Personal information
- Born: 30 September 1878 Sydney, New South Wales, Australia
- Died: 14 November 1910 (aged 32) Darlinghurst, New South Wales, Australia
- Batting: Right-handed
- Relations: Ned Gregory (father); Syd Gregory (brother); Louisa Caroline Gregory (sister); Charles Smith Gregory (uncle); Dave Gregory (uncle); Arthur Gregory (uncle); Jack Gregory (cricketer) (cousin);

Career statistics
| Competition | First-class |
| Matches | 31 |
| Runs scored | 1,546 |
| Batting average | 32.89 |
| 100s/50s | 2/6 |
| Top score | 383 |
| Balls bowled | 12 |
| Wickets | 0 |
| Bowling average | – |
| 5 wickets in innings | – |
| 10 wickets in match | – |
| Best bowling | – |
| Catches/stumpings | 10/– |
- Source: CricketArchive, 8 December 2022

= Charles William Gregory =

Australian cricketer (1878-1910)

Charles William Gregory (30 September 1878 – 14 November 1910) was an Australian cricketer who played for New South Wales.

In November 1906, Gregory scored 383 for New South Wales against Queensland, at the time an Australian record. It is also the highest score made by an Australian cricketer who has not played in a Test match.

Gregory was born in Sydney; he died at the age of 32 in the Sydney suburb of Darlinghurst.

Four of his relatives played Test cricket for Australia: his brother Syd won 58 caps, his cousin Jack 24, his uncle Dave three and his father Ned one. Two more uncles, Arthur and Charles, had short first-class careers. His sisters Nellie, Louisa, Alice and Gertrude were all players and founders of women's cricket in Australia.

Gregory died at the age of 32 in St Vincent's Hospital, Sydney of blood poisoning deriving from an abscess on the ear.

▶ _Exercise data_

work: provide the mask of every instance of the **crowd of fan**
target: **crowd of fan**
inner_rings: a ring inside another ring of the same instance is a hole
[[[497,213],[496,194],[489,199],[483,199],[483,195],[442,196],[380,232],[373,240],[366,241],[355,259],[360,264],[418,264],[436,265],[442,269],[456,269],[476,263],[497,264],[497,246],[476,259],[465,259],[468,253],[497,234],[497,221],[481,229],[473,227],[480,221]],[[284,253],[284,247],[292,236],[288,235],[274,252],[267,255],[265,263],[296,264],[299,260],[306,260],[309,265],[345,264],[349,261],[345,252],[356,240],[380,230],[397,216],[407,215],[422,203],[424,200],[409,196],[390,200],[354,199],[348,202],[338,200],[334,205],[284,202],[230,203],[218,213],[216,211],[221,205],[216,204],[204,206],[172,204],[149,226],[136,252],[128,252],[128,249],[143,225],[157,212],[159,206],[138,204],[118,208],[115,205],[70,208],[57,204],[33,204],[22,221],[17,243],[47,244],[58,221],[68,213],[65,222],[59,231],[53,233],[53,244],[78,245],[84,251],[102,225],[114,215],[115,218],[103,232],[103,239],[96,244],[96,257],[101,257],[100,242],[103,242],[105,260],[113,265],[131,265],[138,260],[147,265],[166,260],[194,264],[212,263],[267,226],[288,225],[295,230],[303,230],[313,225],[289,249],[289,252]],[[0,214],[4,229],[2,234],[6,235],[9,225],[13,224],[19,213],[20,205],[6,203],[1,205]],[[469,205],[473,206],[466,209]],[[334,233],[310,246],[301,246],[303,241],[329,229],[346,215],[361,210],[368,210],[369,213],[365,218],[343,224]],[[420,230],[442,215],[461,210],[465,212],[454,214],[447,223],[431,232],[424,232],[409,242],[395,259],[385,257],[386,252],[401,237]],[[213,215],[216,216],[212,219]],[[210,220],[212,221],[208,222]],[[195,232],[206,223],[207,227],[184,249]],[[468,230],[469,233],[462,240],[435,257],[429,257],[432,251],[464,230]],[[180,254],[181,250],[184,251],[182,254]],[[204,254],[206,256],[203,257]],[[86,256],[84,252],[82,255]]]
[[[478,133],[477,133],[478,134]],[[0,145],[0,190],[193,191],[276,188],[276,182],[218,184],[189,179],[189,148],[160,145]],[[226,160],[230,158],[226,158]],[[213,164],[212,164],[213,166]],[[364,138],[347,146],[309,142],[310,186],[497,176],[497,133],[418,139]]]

▶ _Problem requirements_
Copy the part of the cricketer's profile that begins at the words "Australian cricketer (1878-1910)" and stops after "a Test match.", and swap "Queensland" for "Victoria". You won't need the records for this.

▶ _Result of the task_
Australian cricketer (1878-1910)

Charles William Gregory (30 September 1878 – 14 November 1910) was an Australian cricketer who played for New South Wales.

In November 1906, Gregory scored 383 for New South Wales against Victoria, at the time an Australian record. It is also the highest score made by an Australian cricketer who has not played in a Test match.